Your objective: Repeat word for word the part of the passage on travel restrictions and Canada's economy starting with "Statistics Canada released" and going on through "also been restricted.".

Exercise passage:
Segment Open
A new study released by Statistics Canada says that the travel restrictions imposed to contain the spread of COVID-19 has led to 400,000 to 500,000 in lost jobs.
Travel restrictions have also led to a reduction in Canada's gross domestic product (GDP) in the range of $27.9 to $37.1-billion dollars, the report says.
Statistics Canada released "The Economic Impact of Travel Restrictions on the Canadian Economy due to the COVID-19 Pandemic” on Friday (Oct. 23), highlighting just how travel restrictions have impacted the country’s economy.
Since mid-March, as travel advisors know well, Canada has fully or partially closed its national borders to tourists and non-essential travellers to contain the spread of the coronavirus. Travel across regions within Canada, too, has also been restricted.
New insight into tourism
The new research shows that these restrictions have a direct impact on Canada’s tourism industry, but also on the industries that produce inputs used by the tourism industry.
Segment Closed
Provided information:
Segment Open
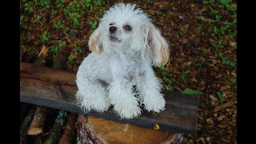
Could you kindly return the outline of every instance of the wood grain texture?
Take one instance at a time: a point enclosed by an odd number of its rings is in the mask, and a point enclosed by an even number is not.
[[[32,64],[20,63],[20,101],[51,108],[84,114],[77,106],[74,73],[56,70]],[[198,96],[162,91],[166,100],[161,113],[142,112],[137,118],[120,119],[111,108],[104,113],[89,112],[88,115],[154,128],[178,134],[195,134]]]

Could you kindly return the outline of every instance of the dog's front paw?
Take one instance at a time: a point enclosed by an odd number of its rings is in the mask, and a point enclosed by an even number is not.
[[[114,110],[118,114],[121,118],[134,118],[141,114],[141,108],[138,106],[115,105]]]
[[[159,94],[157,96],[145,97],[143,103],[144,109],[147,111],[159,113],[161,110],[165,110],[166,100],[162,94]]]

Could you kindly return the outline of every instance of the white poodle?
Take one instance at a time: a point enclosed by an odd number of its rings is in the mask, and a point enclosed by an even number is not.
[[[83,110],[103,112],[112,104],[121,118],[133,118],[141,114],[139,106],[148,111],[165,109],[152,65],[166,64],[170,50],[148,14],[134,4],[116,4],[90,36],[89,49],[92,53],[76,80],[76,98]]]

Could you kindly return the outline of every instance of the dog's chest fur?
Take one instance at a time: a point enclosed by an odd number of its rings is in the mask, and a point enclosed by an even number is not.
[[[114,70],[114,74],[129,81],[133,81],[136,77],[142,75],[143,74],[143,60],[140,54],[138,51],[131,50],[116,53],[110,61],[110,66],[113,66],[111,70]]]

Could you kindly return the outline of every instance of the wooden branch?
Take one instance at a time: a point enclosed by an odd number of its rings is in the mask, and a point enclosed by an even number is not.
[[[27,134],[38,135],[42,133],[44,123],[46,122],[46,114],[48,111],[48,108],[43,106],[38,106],[34,116],[33,121],[30,124]]]
[[[88,116],[86,131],[90,139],[102,143],[181,143],[181,134],[144,128],[128,123],[122,123],[103,118]],[[94,142],[94,143],[97,143]]]
[[[19,130],[19,143],[22,144],[25,142],[25,139],[26,138],[26,130],[28,126],[31,123],[34,115],[35,114],[36,108],[32,107],[30,110],[29,111],[28,114],[24,118]]]
[[[87,125],[88,117],[79,114],[78,118],[77,138],[78,144],[98,143],[103,144],[90,130]]]
[[[65,126],[64,132],[58,144],[72,143],[75,136],[75,123],[77,122],[78,114],[69,113],[67,116],[67,123]]]
[[[46,58],[47,56],[47,52],[50,47],[46,47],[45,45],[42,46],[42,50],[38,55],[37,59],[34,62],[34,64],[43,66],[46,63]]]
[[[62,128],[65,126],[66,122],[66,112],[61,110],[55,119],[55,122],[53,127],[50,130],[49,134],[45,144],[48,143],[57,143],[59,137],[62,135]]]
[[[20,63],[20,101],[55,109],[84,114],[77,106],[74,94],[76,74],[32,64]],[[161,113],[142,111],[134,119],[120,119],[112,109],[104,113],[90,111],[90,116],[130,123],[178,134],[195,134],[198,96],[162,91],[166,101]]]
[[[24,103],[24,102],[20,102],[19,103],[19,120],[20,120],[20,124],[22,122],[26,114],[27,114],[27,109],[29,107],[28,103]]]

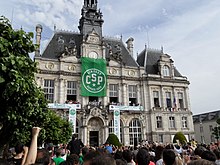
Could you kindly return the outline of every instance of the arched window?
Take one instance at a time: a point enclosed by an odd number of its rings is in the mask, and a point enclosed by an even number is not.
[[[163,66],[163,76],[170,76],[170,67],[167,65]]]
[[[129,139],[130,145],[138,145],[138,143],[142,140],[141,138],[141,124],[139,120],[133,119],[129,123]]]
[[[76,120],[76,132],[75,134],[77,135],[76,137],[79,138],[79,122]]]
[[[111,120],[108,124],[108,132],[114,133],[114,120]],[[120,142],[123,143],[123,123],[120,120]]]

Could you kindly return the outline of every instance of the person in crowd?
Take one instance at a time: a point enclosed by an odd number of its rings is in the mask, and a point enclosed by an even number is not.
[[[198,159],[190,161],[187,165],[215,165],[215,163],[205,159]]]
[[[77,135],[73,134],[72,136],[72,140],[69,142],[67,149],[70,150],[70,154],[80,154],[80,149],[82,147],[84,147],[84,144],[82,143],[82,141],[80,139],[76,138]]]
[[[92,159],[90,165],[116,165],[116,161],[111,155],[103,154]]]
[[[24,165],[28,154],[28,147],[19,143],[15,146],[16,155],[10,158],[8,161],[14,165]]]
[[[116,159],[116,165],[127,165],[127,162],[123,159]]]
[[[61,156],[62,154],[62,149],[61,148],[58,148],[56,150],[56,157],[53,158],[53,163],[52,165],[59,165],[61,162],[65,161]]]
[[[37,150],[35,165],[50,165],[53,161],[48,150],[41,148]]]
[[[155,162],[156,165],[163,165],[163,159],[162,159],[162,153],[163,153],[164,147],[159,145],[155,149]]]
[[[100,154],[98,151],[91,150],[84,156],[83,165],[90,165],[91,161]]]
[[[203,147],[203,146],[197,146],[196,148],[195,148],[195,151],[194,151],[194,155],[195,156],[197,156],[197,157],[201,157],[202,156],[202,153],[204,152],[204,151],[206,151],[207,149],[205,148],[205,147]]]
[[[202,153],[201,155],[201,158],[202,159],[206,159],[206,160],[209,160],[209,161],[212,161],[212,162],[215,162],[216,161],[216,155],[214,154],[214,152],[212,151],[209,151],[209,150],[206,150]]]
[[[219,150],[219,149],[215,149],[213,152],[214,152],[215,155],[216,155],[215,164],[216,164],[216,165],[220,165],[220,150]]]
[[[140,148],[136,156],[137,165],[155,165],[150,161],[150,154],[146,148]]]
[[[123,152],[122,152],[121,150],[117,150],[117,151],[115,152],[115,154],[114,154],[115,160],[117,160],[117,159],[123,159],[122,153],[123,153]]]
[[[79,156],[79,164],[82,165],[83,164],[83,160],[84,160],[84,156],[89,153],[89,149],[87,147],[83,147],[81,149],[81,153]]]
[[[79,165],[79,156],[76,154],[69,155],[66,158],[66,162],[68,165]],[[62,165],[62,163],[60,163],[60,165]]]
[[[165,165],[174,165],[176,154],[172,149],[163,150],[163,163]]]
[[[124,150],[122,153],[122,157],[124,160],[126,160],[127,165],[135,165],[135,162],[133,161],[133,154],[131,150]]]
[[[109,144],[108,141],[105,142],[105,150],[108,151],[110,154],[113,153],[112,146]]]
[[[10,163],[5,159],[0,158],[0,165],[10,165]]]

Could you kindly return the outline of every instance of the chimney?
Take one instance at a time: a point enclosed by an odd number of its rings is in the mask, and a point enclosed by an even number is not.
[[[130,37],[127,41],[127,49],[130,53],[130,55],[133,57],[133,49],[134,49],[134,44],[133,44],[134,38]]]
[[[35,56],[40,56],[40,40],[41,40],[41,33],[42,33],[42,26],[40,24],[37,24],[36,26],[36,44],[37,48],[35,51]]]

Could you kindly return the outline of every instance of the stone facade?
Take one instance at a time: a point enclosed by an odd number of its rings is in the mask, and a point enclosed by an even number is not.
[[[198,143],[210,144],[211,142],[217,142],[212,133],[213,129],[218,126],[216,121],[219,118],[220,110],[193,115],[195,139]]]
[[[121,108],[120,140],[125,145],[141,140],[171,142],[179,131],[191,139],[194,129],[187,78],[162,50],[145,48],[135,61],[134,39],[129,38],[125,47],[121,39],[103,37],[103,22],[97,1],[85,0],[80,33],[55,31],[45,51],[36,52],[36,81],[46,98],[51,103],[72,100],[80,104],[76,133],[85,144],[101,145],[113,132],[111,105]],[[41,28],[37,29],[40,44],[42,27],[37,28]],[[105,97],[81,96],[80,57],[106,59]],[[68,110],[63,112],[68,114]]]

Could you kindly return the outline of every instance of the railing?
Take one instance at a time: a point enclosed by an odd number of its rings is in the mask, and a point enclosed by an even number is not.
[[[143,111],[143,106],[123,106],[123,105],[109,105],[109,110],[121,110],[121,111]]]
[[[81,104],[59,104],[59,103],[49,103],[48,108],[51,109],[69,109],[74,107],[76,109],[81,109]]]

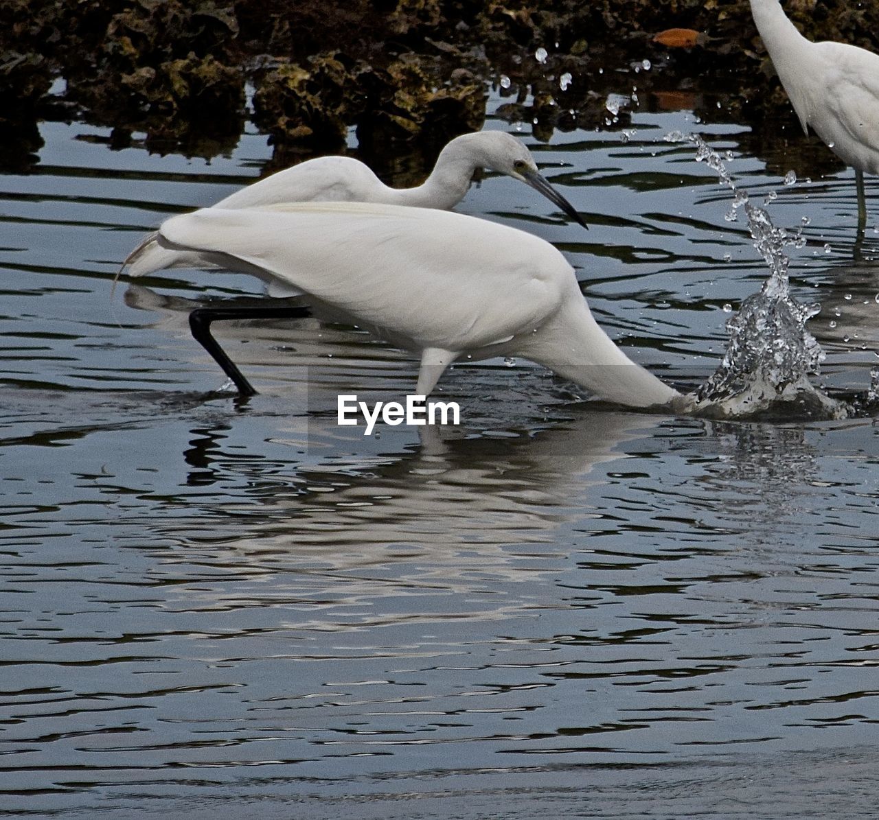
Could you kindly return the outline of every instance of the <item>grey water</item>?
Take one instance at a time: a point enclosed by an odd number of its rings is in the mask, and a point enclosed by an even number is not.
Segment Closed
Answer box:
Statistics Canada released "The Economic Impact of Travel Restrictions on the Canadian Economy due to the COVID-19 Pandemic” on Friday (Oct. 23), highlighting just how travel restrictions have impacted the country’s economy.
Since mid-March, as travel advisors know well, Canada has fully or partially closed its national borders to tourists and non-essential travellers to contain the spread of the coronavirus. Travel across regions within Canada, too, has also been restricted.